▶ INSTRUCTIONS TO FOLLOW: Convert the rows below into a numbered list, omitting any blank lines.

+-------+

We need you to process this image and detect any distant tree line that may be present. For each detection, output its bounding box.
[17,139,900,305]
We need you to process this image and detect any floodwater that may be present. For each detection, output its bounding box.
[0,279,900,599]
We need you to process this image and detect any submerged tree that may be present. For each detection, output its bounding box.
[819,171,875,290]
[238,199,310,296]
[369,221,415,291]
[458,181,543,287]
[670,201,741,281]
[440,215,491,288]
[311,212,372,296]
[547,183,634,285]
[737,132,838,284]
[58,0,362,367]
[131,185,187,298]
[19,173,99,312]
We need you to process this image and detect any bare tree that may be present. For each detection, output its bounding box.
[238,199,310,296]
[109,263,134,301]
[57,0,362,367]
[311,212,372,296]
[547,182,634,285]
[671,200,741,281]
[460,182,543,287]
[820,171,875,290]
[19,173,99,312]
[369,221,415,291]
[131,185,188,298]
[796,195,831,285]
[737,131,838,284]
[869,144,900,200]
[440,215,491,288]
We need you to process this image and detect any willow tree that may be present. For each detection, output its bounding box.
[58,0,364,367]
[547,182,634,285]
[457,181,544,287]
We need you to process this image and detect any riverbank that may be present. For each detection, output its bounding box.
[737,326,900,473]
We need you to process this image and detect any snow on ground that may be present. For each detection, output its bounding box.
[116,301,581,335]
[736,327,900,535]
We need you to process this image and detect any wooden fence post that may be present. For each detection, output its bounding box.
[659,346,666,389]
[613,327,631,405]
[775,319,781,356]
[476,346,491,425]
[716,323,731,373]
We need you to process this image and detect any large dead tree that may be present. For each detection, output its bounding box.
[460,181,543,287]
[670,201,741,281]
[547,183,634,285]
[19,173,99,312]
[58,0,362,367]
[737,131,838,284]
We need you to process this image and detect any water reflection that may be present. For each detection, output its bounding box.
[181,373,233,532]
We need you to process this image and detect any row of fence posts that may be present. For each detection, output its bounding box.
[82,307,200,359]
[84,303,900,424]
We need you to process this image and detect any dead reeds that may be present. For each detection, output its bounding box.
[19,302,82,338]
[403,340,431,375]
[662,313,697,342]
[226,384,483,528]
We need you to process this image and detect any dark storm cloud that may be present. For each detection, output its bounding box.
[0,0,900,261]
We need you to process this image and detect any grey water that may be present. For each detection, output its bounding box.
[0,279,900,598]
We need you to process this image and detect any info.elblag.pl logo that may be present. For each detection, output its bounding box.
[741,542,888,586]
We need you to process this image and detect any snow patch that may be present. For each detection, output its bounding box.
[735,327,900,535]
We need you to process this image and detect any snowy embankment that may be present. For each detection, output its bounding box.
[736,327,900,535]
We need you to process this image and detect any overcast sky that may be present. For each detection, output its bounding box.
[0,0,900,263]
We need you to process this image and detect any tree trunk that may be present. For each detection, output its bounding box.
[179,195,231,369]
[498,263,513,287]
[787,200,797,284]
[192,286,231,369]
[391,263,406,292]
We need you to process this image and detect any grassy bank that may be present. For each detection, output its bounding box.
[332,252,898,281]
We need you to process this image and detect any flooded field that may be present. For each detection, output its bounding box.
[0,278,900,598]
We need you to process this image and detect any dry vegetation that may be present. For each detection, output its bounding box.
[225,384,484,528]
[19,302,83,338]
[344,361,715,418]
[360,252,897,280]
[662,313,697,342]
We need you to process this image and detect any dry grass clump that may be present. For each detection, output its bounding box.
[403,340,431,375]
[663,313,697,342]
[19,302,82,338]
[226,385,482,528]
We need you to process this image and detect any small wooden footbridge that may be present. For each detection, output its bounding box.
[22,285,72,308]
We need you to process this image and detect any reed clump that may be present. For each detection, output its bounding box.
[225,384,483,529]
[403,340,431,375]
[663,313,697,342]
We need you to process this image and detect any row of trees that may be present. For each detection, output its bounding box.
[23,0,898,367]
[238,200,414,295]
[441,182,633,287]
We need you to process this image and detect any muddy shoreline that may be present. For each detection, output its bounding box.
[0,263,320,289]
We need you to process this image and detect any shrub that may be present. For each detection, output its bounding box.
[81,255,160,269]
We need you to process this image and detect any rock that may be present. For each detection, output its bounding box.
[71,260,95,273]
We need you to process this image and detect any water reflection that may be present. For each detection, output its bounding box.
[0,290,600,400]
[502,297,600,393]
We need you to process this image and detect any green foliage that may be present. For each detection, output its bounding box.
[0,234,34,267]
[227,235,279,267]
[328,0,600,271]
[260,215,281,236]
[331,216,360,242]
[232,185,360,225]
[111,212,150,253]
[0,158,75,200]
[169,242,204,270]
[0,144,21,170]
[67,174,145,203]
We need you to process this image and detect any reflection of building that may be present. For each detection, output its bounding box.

+-------+

▶ COMPLETED EXERCISE:
1. We need you to process this image and detect any distant tree line that may be present. For each detection, output its bounding box.
2. [17,139,900,305]
3. We need you to process this image and detect any floodwater that may be present. For each detection, output its bounding box.
4. [0,279,900,599]
5. We need you to process this image and detect any submerged tree that may be present. For each detection, output its bounding box.
6. [819,171,875,290]
7. [238,199,310,296]
8. [369,221,415,291]
9. [458,181,543,287]
10. [670,201,741,281]
11. [440,215,491,288]
12. [311,212,372,296]
13. [547,183,634,285]
14. [737,132,838,284]
15. [58,0,362,367]
16. [131,185,187,298]
17. [19,173,99,312]
18. We need you to process this image and detect any bare tree that may be present. For each detection, output its bounding box.
19. [238,199,310,296]
20. [109,263,134,301]
21. [57,0,362,367]
22. [311,212,372,296]
23. [547,182,634,285]
24. [671,200,741,281]
25. [460,182,543,287]
26. [820,171,875,290]
27. [19,173,99,312]
28. [369,221,415,291]
29. [131,185,188,298]
30. [796,195,831,285]
31. [737,131,838,284]
32. [869,144,900,200]
33. [440,215,491,288]
34. We need you to process this image and detect any willow tree that may be present. For each detection, output its bounding box.
35. [58,0,364,367]
36. [547,182,634,285]
37. [457,181,544,287]
38. We need you to process this image and detect any riverbank that may be present. For each detection, output its bounding box.
39. [737,326,900,473]
40. We need you to process this image and detect any snow on ground that may be present. For each detection, output its bounding box.
41. [116,301,581,335]
42. [736,327,900,535]
43. We need you to process this image and detect any wooden fence post that may be present. For each detection, output its bounding box.
44. [659,346,666,389]
45. [613,327,631,405]
46. [775,319,781,356]
47. [476,346,491,425]
48. [716,323,731,373]
49. We need you to process this image and detect any large dead tree that may be present. For each detection, output its bounding box.
50. [460,181,543,287]
51. [670,201,741,281]
52. [547,183,634,285]
53. [19,173,99,312]
54. [58,0,362,367]
55. [737,131,838,284]
56. We need you to process this image and detect any water reflection that may be present. For each detection, output its bounding box.
57. [181,373,233,532]
58. We need you to process this image and detect any row of fence posts that may be present. For each detection, output its bounding box.
59. [82,307,200,359]
60. [84,303,900,424]
61. We need you to process this image and detect any dead reeds that may be present. For each detection, output its bounding box.
62. [19,302,82,338]
63. [403,340,431,375]
64. [662,313,697,342]
65. [226,384,483,528]
66. We need you to process this image and detect any dark storm cloud that may be present. For each detection, output its bounding box.
67. [0,0,900,261]
68. We need you to process this image and detect any grey water that may be present. For each detection, output its bounding box.
69. [0,279,900,598]
70. We need you to process this image and detect any info.elblag.pl logo that may be present. For each detection, output its bounding box.
71. [741,542,888,586]
72. We need you to process this image and detect any snow patch that may be present. For each detection, output its bounding box.
73. [735,327,900,535]
74. We need you to process this image and detect any snowy embankment that may be present. For each detection, output its bounding box.
75. [736,327,900,535]
76. We need you to process this image and detect any overcast sky that may be present. For each detection, output its bounding box.
77. [0,0,900,263]
78. We need you to process this image and detect any tree trunk that may be present. For each detection, output its bounding box.
79. [179,195,231,369]
80. [498,263,513,287]
81. [787,200,797,284]
82. [192,286,231,369]
83. [391,263,406,292]
84. We need you to process this image and detect any grassy bank that may be present. For each detection, output its bounding box.
85. [332,252,898,281]
86. We need you to process this image and detect any flooded field that may be present. For each detection, output its bounding box.
87. [0,278,900,598]
88. We need you to process this image and detect any dry vegetation that may be present. For each detection, output its bounding box.
89. [225,384,484,528]
90. [19,302,83,338]
91. [344,361,715,418]
92. [360,252,897,280]
93. [662,313,697,342]
94. We need you to process this image and detect any dry grass clump that may be present. For each detection, output its bounding box.
95. [403,340,431,375]
96. [663,313,697,342]
97. [19,302,82,338]
98. [226,385,482,528]
99. We need you to process this image and detect any small wooden footbridge that may be present. For each detection, output its bounding box.
100. [22,285,72,308]
101. We need you to process this image and detect any reed clump that may be present. For each detection, output its bounding box.
102. [225,384,483,529]
103. [403,340,431,375]
104. [663,313,697,342]
105. We need you to process this image and detect any row of trees that may be present. For each detection, output its bounding box.
106. [23,0,898,367]
107. [238,200,414,295]
108. [441,182,633,287]
109. We need you to process this image and detect any muddy shoreline that may be present. For each detection, output its bounding box.
110. [0,263,320,289]
111. We need you to process this image and detect any shrub that may be present. For each detection, output its bounding box.
112. [81,255,160,269]
113. We need you to process this image and detect any rock that may be present. For each detection, output its bounding box.
114. [71,260,95,273]
115. We need you to process this image and detect any water reflection that may be present. For each detection, output its bounding box.
116. [0,290,600,400]
117. [502,297,600,393]
118. We need you to process this image and detect any green foliage that may be present. For each detection, output its bounding box.
119. [0,234,34,267]
120. [227,235,279,267]
121. [328,0,600,271]
122. [260,215,281,236]
123. [331,216,360,242]
124. [232,185,360,225]
125. [111,212,150,253]
126. [0,158,75,200]
127. [169,242,204,270]
128. [0,144,21,170]
129. [67,174,145,203]
130. We need you to process this image and detect any reflection of building that may be present. For each detection, output its bounding box.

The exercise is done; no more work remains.